* Text segment
'''

Mouth bangs, goblin’s earlobes and delicious bambinos for Sarah Cotterill at Stuzzi’s latest site
Ham & Friends seemed a bit fancy pants for Merrion Street. With invitations from Manahatta and Mojo and Mean-Eyed Cat bars to come in and sin, the narrow alley goes a bit Albufeiraon a weekend. No-one round there really wanted biodynamic wines, did they?
Turnip tops turn out to be a revelation; grilled and flopping over heady gorgonzola, twirls of chilli stinging your tongue
Stuzzi doesn’t feel quite like the Venetian baraco that their Harrogate deli does, and it certainly lacks its buzz, in favour of a wider, more airy space. Inside there’s a mixture of plastic topiary and the real Shortpress stuff. There are no unnecessary trinkets to take away from the dishes themselves.
A few of the chairs even have stripy garden furniture seat pads, and with the light ploughing in from the arched windows, you could squint and be half under a gazebo at an Piedmontese trattoria, with the celling fan doing it’s best to replicate a gentle breeze. Except instead of looking out over a vineyard, it’s the A64 and Templar Street car park.
The space under the balcony where H&F sold vac-packed Iberico’s and those ridiculous Torres truffle crisps, Stuzzi’s cornered a well stocked bar with shelves of wines listed in yearbooks on the tables. We’re presented with a couple of reds to sample. Each, as the waitress tells us, under £30; we obviously don’t look like the types to splash out on the Tuscan selection pushing £300.00. Our 2017 Bardolino (£25.50) is dangerously delicate, with a touch of cranberry.

'''

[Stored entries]
'''

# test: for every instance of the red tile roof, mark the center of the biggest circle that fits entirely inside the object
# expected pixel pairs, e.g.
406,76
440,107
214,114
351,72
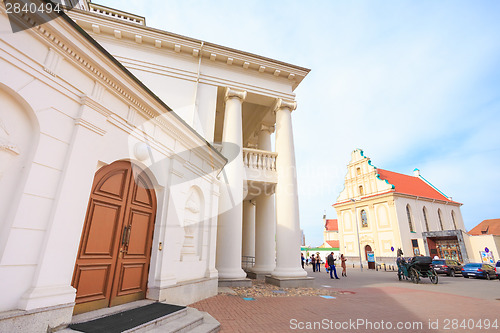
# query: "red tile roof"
332,225
411,185
487,227
335,244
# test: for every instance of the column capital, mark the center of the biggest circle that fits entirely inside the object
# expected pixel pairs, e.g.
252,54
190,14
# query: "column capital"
234,93
267,128
281,104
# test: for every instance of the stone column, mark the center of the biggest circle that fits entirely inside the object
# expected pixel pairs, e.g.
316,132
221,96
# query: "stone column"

'''

* Set task 1
Please return the stretch of the Stuzzi review from "The space under" through "touch of cranberry.".
* Set task 2
In the Stuzzi review, how much did the 2017 Bardolino cost?
Rely only on the Stuzzi review.

* Written reply 1
The space under the balcony where H&F sold vac-packed Iberico’s and those ridiculous Torres truffle crisps, Stuzzi’s cornered a well stocked bar with shelves of wines listed in yearbooks on the tables. We’re presented with a couple of reds to sample. Each, as the waitress tells us, under £30; we obviously don’t look like the types to splash out on the Tuscan selection pushing £300.00. Our 2017 Bardolino (£25.50) is dangerously delicate, with a touch of cranberry.

* Written reply 2
£25.50